→ **Your objective**: From the data that follows, copy every line holding the string "Target".

→ **Provided information**:
■ ■ ■

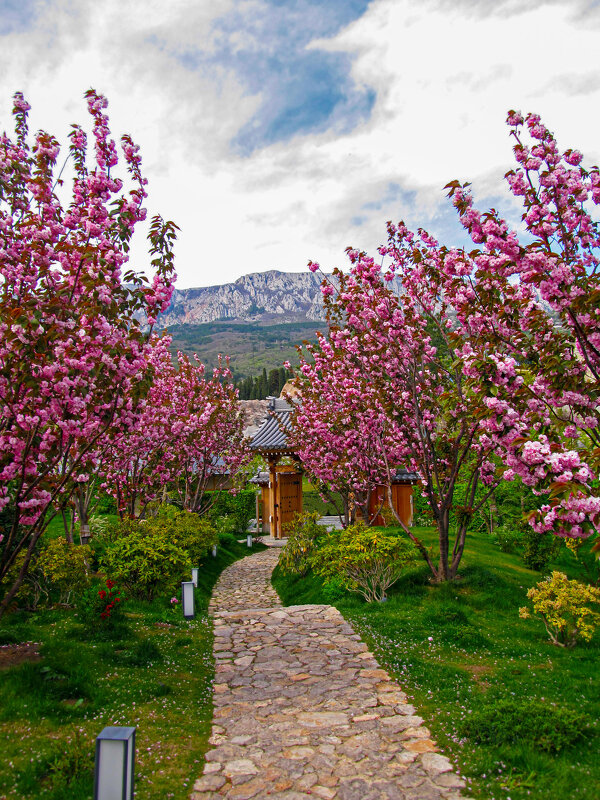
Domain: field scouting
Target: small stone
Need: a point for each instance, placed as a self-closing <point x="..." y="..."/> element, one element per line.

■ ■ ■

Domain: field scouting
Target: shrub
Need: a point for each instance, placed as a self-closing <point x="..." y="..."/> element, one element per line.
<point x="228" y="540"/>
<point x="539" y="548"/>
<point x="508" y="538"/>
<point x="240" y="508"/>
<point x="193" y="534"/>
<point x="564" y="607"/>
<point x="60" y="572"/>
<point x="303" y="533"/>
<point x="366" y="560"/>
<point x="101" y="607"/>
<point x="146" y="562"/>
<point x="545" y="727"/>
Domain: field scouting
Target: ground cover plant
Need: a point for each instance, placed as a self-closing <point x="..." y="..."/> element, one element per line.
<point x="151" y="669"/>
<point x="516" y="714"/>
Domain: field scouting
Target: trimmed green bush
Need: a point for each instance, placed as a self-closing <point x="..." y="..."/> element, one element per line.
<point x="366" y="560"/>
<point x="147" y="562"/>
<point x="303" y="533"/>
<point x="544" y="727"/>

■ ■ ■

→ **Task output**:
Target: small stone
Target: shrub
Target: ground cover plant
Target: trimmed green bush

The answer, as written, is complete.